**WHAT THE TASK REQUIRES**
Retype the data verbatim, starting with the line that contains "locate teal water -- one point per instance" and going on through the line that contains "(1014, 109)", with both of those lines included.
[start RECORDS SUPPLIED]
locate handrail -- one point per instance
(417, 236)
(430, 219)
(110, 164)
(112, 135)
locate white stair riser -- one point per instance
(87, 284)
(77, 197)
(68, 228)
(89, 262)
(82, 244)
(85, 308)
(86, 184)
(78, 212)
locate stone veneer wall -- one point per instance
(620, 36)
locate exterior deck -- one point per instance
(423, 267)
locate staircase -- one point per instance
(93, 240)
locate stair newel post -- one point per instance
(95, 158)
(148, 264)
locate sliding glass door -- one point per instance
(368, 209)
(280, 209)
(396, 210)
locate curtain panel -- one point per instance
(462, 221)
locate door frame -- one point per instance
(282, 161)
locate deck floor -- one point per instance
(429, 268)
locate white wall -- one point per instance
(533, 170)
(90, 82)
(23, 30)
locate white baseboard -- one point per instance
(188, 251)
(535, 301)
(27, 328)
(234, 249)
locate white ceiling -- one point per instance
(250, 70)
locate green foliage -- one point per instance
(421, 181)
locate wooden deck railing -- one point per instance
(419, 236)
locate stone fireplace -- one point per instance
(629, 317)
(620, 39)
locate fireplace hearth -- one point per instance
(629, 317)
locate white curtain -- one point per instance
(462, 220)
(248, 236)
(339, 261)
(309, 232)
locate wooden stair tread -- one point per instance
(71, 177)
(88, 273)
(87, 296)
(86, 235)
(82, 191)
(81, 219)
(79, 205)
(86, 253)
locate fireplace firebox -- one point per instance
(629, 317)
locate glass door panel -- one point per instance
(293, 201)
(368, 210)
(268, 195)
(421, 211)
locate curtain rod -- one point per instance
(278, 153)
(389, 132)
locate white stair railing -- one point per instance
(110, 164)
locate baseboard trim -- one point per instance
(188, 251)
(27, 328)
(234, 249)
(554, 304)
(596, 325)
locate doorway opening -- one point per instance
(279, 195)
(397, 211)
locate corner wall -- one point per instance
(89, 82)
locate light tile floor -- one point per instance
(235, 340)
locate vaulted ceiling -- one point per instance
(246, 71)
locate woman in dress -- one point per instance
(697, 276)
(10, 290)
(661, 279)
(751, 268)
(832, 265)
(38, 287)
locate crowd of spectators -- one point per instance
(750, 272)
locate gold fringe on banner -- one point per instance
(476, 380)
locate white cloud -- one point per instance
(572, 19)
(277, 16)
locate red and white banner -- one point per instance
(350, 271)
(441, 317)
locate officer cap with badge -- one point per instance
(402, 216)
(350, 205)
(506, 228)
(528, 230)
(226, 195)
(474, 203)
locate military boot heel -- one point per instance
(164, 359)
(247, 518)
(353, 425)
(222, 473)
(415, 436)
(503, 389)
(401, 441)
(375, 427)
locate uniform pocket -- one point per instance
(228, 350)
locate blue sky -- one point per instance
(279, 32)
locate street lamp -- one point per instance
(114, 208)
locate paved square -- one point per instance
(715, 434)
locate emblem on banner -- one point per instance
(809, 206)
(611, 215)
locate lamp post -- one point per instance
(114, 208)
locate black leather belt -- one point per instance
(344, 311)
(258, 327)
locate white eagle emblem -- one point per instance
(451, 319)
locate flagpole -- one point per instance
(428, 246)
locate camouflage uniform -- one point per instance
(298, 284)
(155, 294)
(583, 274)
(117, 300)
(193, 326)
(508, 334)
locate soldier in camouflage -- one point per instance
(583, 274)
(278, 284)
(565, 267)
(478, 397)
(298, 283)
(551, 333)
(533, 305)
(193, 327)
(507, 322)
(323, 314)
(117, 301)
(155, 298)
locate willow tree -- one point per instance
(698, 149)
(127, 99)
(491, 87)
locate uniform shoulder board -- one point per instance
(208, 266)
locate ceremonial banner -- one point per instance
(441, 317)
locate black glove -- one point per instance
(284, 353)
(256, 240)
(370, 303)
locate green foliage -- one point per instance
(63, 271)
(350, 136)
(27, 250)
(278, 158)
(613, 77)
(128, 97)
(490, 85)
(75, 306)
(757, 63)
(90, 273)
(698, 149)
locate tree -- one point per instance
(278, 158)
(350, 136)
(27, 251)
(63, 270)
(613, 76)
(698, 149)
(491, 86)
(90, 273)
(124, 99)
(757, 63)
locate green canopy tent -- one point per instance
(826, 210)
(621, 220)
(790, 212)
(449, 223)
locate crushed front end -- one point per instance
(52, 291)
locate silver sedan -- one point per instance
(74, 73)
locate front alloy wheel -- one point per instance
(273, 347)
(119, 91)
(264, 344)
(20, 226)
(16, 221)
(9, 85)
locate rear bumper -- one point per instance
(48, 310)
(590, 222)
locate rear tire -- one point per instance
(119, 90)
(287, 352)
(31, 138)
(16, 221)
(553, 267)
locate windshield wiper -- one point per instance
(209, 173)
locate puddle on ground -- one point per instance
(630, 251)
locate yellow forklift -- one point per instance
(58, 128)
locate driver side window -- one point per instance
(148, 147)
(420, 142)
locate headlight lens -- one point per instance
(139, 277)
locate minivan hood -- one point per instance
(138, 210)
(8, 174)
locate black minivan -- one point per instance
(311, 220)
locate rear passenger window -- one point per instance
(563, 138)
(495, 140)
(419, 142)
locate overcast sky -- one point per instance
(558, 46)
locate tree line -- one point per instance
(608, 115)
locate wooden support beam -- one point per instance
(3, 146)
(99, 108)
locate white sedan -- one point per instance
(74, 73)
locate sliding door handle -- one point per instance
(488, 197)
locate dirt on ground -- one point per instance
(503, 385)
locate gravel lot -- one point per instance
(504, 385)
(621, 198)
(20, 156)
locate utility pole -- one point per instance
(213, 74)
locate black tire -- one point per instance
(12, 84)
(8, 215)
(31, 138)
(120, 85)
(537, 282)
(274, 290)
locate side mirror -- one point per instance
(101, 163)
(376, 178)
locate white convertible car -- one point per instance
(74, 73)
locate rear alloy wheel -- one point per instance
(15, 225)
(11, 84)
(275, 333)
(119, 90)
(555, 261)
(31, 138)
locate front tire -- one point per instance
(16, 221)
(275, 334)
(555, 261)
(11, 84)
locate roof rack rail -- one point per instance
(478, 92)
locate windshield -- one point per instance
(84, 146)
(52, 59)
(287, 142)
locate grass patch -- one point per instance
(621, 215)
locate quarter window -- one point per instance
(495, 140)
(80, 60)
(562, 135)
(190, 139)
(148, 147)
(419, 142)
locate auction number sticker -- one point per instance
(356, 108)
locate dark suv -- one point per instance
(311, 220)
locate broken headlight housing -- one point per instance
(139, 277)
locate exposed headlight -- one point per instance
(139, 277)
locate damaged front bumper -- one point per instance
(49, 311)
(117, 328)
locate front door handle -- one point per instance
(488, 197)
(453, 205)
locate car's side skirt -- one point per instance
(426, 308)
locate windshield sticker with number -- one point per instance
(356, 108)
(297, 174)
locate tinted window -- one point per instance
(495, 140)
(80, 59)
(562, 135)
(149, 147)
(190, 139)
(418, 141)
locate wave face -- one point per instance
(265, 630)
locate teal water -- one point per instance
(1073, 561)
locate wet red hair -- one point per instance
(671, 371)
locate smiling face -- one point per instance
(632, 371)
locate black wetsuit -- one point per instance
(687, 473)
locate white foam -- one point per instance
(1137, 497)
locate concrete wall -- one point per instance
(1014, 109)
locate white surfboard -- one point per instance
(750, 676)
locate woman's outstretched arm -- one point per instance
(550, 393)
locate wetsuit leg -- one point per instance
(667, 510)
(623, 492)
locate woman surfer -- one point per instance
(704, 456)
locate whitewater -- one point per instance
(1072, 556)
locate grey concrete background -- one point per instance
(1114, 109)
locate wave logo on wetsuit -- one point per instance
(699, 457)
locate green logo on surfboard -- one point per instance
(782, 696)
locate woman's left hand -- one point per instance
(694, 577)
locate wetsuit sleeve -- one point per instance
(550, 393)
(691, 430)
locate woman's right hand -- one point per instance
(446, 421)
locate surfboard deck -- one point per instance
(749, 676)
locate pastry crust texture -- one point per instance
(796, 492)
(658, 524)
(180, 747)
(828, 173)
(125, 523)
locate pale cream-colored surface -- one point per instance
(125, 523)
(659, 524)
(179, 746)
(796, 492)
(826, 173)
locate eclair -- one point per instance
[end RECORDS SUPPLIED]
**FINAL ANSWER**
locate teal water -- one point per instance
(1073, 561)
locate wet red hair -- one point per instance
(671, 371)
locate smiling face -- one point per instance
(632, 371)
locate black wetsuit -- one point per instance
(687, 473)
locate white foam -- one point per instance
(1137, 497)
locate concrete wall -- one point per instance
(1014, 109)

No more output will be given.